How many lines of the records below contain the string "hiker", with case taken into account? Reply with the number alone.

*** SOURCE RECORDS

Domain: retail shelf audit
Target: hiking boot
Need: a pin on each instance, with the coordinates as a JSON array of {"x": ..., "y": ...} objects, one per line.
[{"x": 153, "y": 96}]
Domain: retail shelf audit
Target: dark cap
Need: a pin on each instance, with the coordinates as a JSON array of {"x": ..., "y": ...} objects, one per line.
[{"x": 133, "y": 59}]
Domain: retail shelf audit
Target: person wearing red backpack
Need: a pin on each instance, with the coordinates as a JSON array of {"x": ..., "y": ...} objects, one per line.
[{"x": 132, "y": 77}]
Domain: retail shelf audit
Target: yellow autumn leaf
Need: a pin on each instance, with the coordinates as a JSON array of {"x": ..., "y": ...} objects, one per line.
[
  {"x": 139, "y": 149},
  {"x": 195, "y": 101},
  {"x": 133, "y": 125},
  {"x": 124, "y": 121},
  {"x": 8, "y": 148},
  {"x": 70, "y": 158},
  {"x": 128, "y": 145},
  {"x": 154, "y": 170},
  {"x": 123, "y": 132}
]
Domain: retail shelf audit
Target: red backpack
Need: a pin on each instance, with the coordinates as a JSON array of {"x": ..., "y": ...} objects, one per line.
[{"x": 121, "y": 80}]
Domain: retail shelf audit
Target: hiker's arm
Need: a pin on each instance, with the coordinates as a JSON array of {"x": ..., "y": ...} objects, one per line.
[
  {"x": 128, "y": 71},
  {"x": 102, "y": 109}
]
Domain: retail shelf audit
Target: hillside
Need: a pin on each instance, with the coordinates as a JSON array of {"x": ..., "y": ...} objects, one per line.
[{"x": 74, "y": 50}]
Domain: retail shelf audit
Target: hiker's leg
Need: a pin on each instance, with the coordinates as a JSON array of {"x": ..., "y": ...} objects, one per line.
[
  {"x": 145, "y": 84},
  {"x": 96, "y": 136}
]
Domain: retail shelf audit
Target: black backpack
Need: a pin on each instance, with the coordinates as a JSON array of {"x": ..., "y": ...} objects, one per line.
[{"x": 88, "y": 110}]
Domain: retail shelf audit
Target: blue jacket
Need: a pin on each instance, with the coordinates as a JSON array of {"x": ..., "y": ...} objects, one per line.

******

**REPLY**
2